• TEXTO DE LEITURA

Para entender o que é psicofobia, é preciso saber o que é capacitismo. Capacitismo é o preconceito contra pessoas com deficiência, uma atitude discriminatória originada da ideia de uma pretensa normatividade física que considera como pior, inferior, pessoas que tenham alguma diferença física do que seria o “padrão” para o nosso sistema social e político. (E o padrão, todos sabem, é o homem branco, eurocêntrico, neurotípico, hetero e rico.)
O capacitismo naturaliza uma hierarquização de corpos humanos e promove a exclusão das pessoas com deficiência, negando direitos básicos como o acesso ao trabalho, à moradia e ao próprio corpo, por meio de ações paternalistas e excludentes.
A psicofobia é o capacitismo mental, uma concepção preconceituosa que cérebros fora do padrão determinado são erradas, inferiores, doentes, que precisam ser “consertadas” ou comandadas por pessoas com o “padrão certo” neuronal.

• INSTRUÇÕES DE TRABALHO
**A)** Responda com base no texto sobre psicofobia:
(i) Como o texto define capacitismo?
(ii) Que direitos básicos o capacitismo nega às pessoas com deficiência?
(iii) De que forma o texto resume o que é a psicofobia?
**B)** Dê, por favor, a continuação do texto sobre psicofobia, começando depois da última frase apresentada.

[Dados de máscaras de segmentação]
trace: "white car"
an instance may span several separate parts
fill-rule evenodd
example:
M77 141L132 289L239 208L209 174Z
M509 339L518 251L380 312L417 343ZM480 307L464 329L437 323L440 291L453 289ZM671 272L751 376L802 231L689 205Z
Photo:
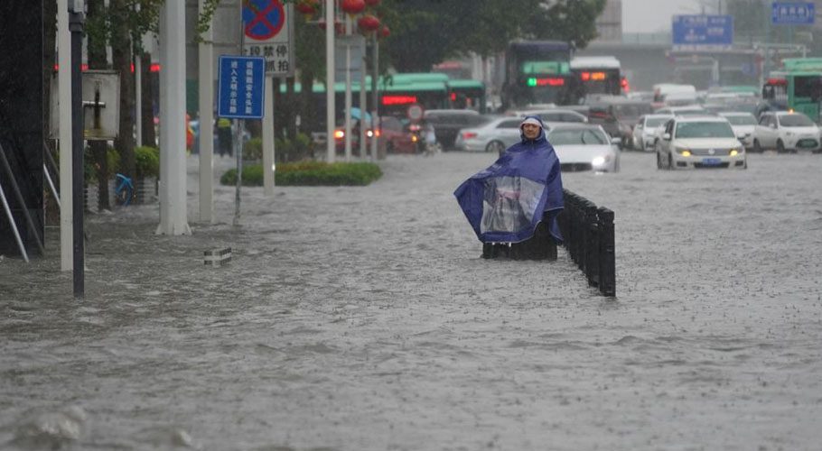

• RESPOSTAS DOS PROBLEMAS
**A)**
(i) É o preconceito contra pessoas com deficiência.
(ii) O acesso ao trabalho, à moradia e ao próprio corpo.
(iii) Como o capacitismo mental.

**B)**
Todas as pessoas neurotípicas são psicofóbicas, assim como todo branco é racista, todo homem é machista e todo heterossexual é lgbtfóbico. Não, não é uma generalização simplista. Por não vivenciarmos na pele o que é ser homossexual ou o que é ser negro, por sermos estruturados desde o nascimento por um sistema que adota esses preconceitos como estratégia para manter um determinado grupo no poder, nos tornamos preconceituosos sim desde a infância e a única forma de desconstruirmos isso é admitindo sua existência em nós e lutando, diariamente, para combatê-los.
Pessoas neurodiversas não estão doentes, não são anjos nem demônios, não são piores nem melhores do que pessoas neurotípicas. São seres humanos, dotados de direitos e que têm como principal causa de sofrimento as barreiras atitudinais e físicas existentes em um mundo feito para atender as necessidades de pessoas neurotípicas.
É psicofobia utilizar termos relacionados a pessoas neurodiversas como adjetivo desqualificante, como fizeram recentemente Ministros do Supremo Tribunal Federal, utilizando de forma pejorativa os termos autismo e psicopatia.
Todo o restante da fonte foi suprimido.